Extracted data:
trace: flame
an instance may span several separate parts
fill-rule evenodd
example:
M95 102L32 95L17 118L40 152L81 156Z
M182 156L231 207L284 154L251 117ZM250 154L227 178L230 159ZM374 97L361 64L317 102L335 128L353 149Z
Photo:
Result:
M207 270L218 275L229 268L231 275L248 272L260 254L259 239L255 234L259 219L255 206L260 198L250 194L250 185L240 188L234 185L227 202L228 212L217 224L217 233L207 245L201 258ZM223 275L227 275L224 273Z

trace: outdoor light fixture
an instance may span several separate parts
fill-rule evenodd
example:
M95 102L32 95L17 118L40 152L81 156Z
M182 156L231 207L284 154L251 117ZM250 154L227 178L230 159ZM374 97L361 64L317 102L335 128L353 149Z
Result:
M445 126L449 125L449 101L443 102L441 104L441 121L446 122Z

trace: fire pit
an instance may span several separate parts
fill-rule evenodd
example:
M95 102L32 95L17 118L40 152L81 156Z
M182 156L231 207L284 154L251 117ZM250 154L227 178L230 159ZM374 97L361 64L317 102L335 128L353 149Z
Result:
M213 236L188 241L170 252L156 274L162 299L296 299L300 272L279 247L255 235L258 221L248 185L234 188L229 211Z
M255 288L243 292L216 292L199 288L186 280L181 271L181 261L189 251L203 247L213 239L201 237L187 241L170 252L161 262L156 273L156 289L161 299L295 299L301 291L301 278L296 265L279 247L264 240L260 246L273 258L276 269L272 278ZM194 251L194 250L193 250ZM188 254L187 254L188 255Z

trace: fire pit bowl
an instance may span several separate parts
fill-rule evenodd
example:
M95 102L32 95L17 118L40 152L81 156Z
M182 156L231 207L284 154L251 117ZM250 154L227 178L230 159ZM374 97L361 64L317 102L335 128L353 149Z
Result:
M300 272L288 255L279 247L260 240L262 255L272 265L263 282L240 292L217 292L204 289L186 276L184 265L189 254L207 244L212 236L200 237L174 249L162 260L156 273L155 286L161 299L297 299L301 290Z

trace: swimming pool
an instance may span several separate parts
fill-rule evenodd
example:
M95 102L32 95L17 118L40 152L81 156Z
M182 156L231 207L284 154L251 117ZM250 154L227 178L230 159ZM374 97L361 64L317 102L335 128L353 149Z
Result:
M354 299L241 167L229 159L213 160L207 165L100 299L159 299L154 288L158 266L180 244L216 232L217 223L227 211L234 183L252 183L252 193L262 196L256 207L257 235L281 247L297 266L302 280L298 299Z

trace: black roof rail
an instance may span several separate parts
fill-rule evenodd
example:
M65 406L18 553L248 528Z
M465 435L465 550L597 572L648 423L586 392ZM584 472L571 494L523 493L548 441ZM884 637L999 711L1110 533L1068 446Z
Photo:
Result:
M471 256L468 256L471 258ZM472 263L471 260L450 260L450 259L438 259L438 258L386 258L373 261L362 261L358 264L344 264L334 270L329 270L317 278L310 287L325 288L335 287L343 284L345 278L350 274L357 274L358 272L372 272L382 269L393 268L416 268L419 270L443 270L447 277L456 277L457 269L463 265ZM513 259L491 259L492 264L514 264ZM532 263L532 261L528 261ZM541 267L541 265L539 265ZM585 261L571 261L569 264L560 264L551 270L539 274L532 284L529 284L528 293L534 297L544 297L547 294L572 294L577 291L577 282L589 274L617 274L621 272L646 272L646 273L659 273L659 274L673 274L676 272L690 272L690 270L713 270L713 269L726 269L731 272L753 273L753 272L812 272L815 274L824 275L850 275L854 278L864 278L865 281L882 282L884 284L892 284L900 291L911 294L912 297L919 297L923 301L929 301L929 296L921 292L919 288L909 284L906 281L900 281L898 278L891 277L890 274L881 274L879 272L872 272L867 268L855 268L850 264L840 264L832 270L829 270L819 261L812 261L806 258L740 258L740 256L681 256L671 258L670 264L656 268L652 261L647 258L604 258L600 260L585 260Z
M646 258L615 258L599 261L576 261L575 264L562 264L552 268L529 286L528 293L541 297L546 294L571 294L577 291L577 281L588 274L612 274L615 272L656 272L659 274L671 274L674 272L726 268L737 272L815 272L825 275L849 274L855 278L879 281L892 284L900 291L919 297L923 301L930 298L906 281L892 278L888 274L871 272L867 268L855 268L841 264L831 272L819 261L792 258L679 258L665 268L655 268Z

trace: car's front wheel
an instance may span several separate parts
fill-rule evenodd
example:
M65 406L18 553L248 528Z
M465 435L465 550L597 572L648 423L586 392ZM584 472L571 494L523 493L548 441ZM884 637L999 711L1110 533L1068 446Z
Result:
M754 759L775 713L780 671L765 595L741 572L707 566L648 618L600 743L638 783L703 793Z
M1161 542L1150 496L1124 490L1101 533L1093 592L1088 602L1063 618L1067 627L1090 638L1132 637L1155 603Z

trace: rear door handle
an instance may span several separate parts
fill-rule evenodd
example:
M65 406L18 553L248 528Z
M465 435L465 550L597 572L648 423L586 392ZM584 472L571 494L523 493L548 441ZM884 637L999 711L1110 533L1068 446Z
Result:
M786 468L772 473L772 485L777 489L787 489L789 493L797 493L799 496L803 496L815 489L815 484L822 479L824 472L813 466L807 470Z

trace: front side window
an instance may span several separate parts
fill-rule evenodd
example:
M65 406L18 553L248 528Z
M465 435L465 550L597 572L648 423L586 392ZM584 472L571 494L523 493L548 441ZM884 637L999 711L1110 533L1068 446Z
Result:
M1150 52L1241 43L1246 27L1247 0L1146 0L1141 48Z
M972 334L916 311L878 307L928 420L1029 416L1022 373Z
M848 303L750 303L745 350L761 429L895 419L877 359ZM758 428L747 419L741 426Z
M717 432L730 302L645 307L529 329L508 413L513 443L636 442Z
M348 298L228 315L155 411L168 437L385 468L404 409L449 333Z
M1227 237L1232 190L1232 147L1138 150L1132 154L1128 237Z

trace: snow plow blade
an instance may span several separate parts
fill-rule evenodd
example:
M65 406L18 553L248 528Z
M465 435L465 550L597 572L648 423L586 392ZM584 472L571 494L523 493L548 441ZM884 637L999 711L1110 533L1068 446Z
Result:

The exercise: Write out all the items above again, changing "fill-rule evenodd" to "fill-rule nonzero" each time it appears and keeping everything else the same.

Task response:
trace: flame
an instance may span several separate parts
fill-rule nonzero
example:
M95 102L32 95L17 118L40 152L81 156Z
M182 156L231 207L284 154L251 117ZM250 154L227 178L230 159ZM374 97L361 64L317 102L335 128L353 149Z
Photo:
Result:
M207 270L218 275L229 268L231 275L248 272L260 254L259 239L255 234L259 219L255 206L260 198L250 194L250 185L240 188L234 185L227 202L228 212L217 224L217 233L207 245L201 258ZM223 275L227 275L224 273Z

trace: outdoor light fixture
an instance may span several separate parts
fill-rule nonzero
example:
M95 102L32 95L17 118L40 152L81 156Z
M182 156L231 207L284 154L251 117ZM250 154L227 178L230 159ZM374 97L361 64L317 102L335 128L353 149Z
Result:
M445 126L449 125L449 101L443 102L441 104L441 121L446 122Z

trace: fire pit
an instance may span several separate parts
fill-rule nonzero
example:
M95 102L32 95L17 118L40 152L81 156Z
M182 156L231 207L284 154L251 117ZM250 154L227 178L230 159ZM374 97L361 64L317 102L335 128L353 149Z
Result:
M213 236L188 241L170 252L156 274L162 299L296 299L300 272L279 247L255 235L258 221L248 185L234 188L229 211Z
M255 288L243 292L216 292L199 288L186 280L181 271L181 261L189 251L203 247L213 239L201 237L187 241L170 252L161 262L156 273L156 289L161 299L295 299L301 291L301 278L296 265L279 247L264 240L260 246L273 258L276 269L272 278ZM194 251L194 250L193 250ZM188 254L187 254L188 255Z

trace: fire pit bowl
an instance may span several separate parts
fill-rule nonzero
example:
M95 102L32 95L17 118L40 152L81 156Z
M182 156L231 207L284 154L251 117ZM250 154L227 178L230 159ZM374 97L361 64L317 102L335 128L353 149Z
Result:
M300 272L288 255L279 247L260 240L262 255L272 265L263 282L240 292L217 292L204 289L186 276L184 265L189 254L207 244L212 236L200 237L174 249L162 260L156 273L155 286L161 299L297 299L301 290Z

trace: swimming pool
an instance may span several separate parts
fill-rule nonzero
example:
M95 102L32 95L17 118L40 152L81 156Z
M182 156L231 207L284 154L251 117ZM250 154L227 178L230 159ZM374 97L361 64L317 102L335 128L353 149Z
Result:
M354 299L241 167L229 159L213 160L207 165L100 299L159 299L154 288L158 266L180 244L216 232L217 223L227 211L234 183L252 183L252 193L262 196L256 207L257 235L281 247L297 266L302 280L298 299Z

trace: black roof rail
an instance may span several separate parts
fill-rule nonzero
example:
M65 406L18 553L248 528Z
M465 435L465 550L597 572L648 423L586 392ZM584 472L571 494L523 493L548 441ZM884 637L999 711L1110 533L1068 446Z
Photo:
Result:
M471 256L468 256L471 258ZM472 263L471 260L450 260L450 259L438 259L438 258L386 258L373 261L362 261L358 264L344 264L334 270L329 270L317 278L310 287L325 288L335 287L343 284L345 278L350 274L357 274L358 272L372 272L382 269L393 268L416 268L419 270L443 270L447 277L456 277L457 269L463 265ZM513 259L491 259L492 264L514 264ZM532 263L532 261L528 261ZM541 267L541 265L539 265ZM585 261L571 261L569 264L560 264L551 270L539 274L532 284L529 284L528 293L534 297L544 297L547 294L572 294L577 291L577 282L589 274L617 274L621 272L646 272L646 273L659 273L659 274L673 274L676 272L690 272L690 270L713 270L713 269L726 269L731 272L753 273L753 272L812 272L815 274L824 275L850 275L854 278L864 278L865 281L882 282L884 284L892 284L900 291L911 294L912 297L919 297L923 301L929 301L929 296L921 292L919 288L909 284L906 281L900 281L898 278L891 277L890 274L881 274L879 272L872 272L867 268L855 268L850 264L840 264L832 270L829 270L819 261L812 261L806 258L740 258L740 256L681 256L671 258L670 264L656 268L652 261L647 258L604 258L600 260L585 260Z
M646 258L615 258L599 261L576 261L575 264L562 264L552 268L529 286L528 293L541 297L546 294L571 294L577 291L577 281L588 274L612 274L615 272L656 272L659 274L671 274L674 272L726 268L737 272L815 272L825 275L849 274L855 278L879 281L892 284L900 291L919 297L923 301L930 298L906 281L892 278L888 274L871 272L867 268L855 268L841 264L831 272L819 261L792 258L679 258L665 268L655 268Z

trace: car's front wheel
an instance may span several separate parts
fill-rule nonzero
example:
M65 406L18 553L248 528Z
M465 435L465 550L597 572L648 423L586 392ZM584 472L571 494L523 493L548 441ZM884 637L999 711L1110 533L1068 446Z
Result:
M754 759L775 713L780 671L765 595L741 572L707 566L648 618L600 743L638 783L703 793Z
M1161 542L1150 496L1124 490L1101 533L1093 592L1088 602L1063 618L1067 627L1090 638L1132 637L1155 603Z

trace: rear door handle
an instance may span several separate parts
fill-rule nonzero
example:
M65 406L18 553L248 528Z
M465 435L465 550L597 572L648 423L586 392ZM584 472L571 494L523 493L548 441ZM884 637L999 711L1110 533L1068 446Z
Result:
M786 468L772 473L772 485L777 489L787 489L789 493L797 493L799 496L803 496L815 489L815 484L822 479L824 472L813 466L807 470Z

trace: front side window
an instance may span several separate parts
fill-rule nonzero
example:
M65 406L18 553L248 528Z
M465 435L465 550L597 572L648 423L586 392ZM584 472L571 494L523 493L548 441ZM884 637L999 711L1110 533L1068 446Z
Result:
M1150 52L1241 43L1246 27L1247 0L1146 0L1141 48Z
M972 334L916 311L878 307L928 420L1029 416L1022 373Z
M848 303L750 303L745 350L761 429L895 419L877 359ZM758 428L747 419L741 426Z
M717 432L730 302L645 307L529 329L508 413L513 443L636 442Z
M348 298L228 315L155 411L168 437L385 468L404 409L449 333Z
M1227 237L1232 190L1232 147L1138 150L1132 154L1128 237Z

trace: snow plow blade
an instance may span several separate parts
fill-rule nonzero
example:
M65 406L18 553L248 528Z
M465 435L465 550L597 572L648 423L586 392ZM584 472L571 494L523 493L548 441ZM884 637L999 711L1110 533L1068 446Z
Result:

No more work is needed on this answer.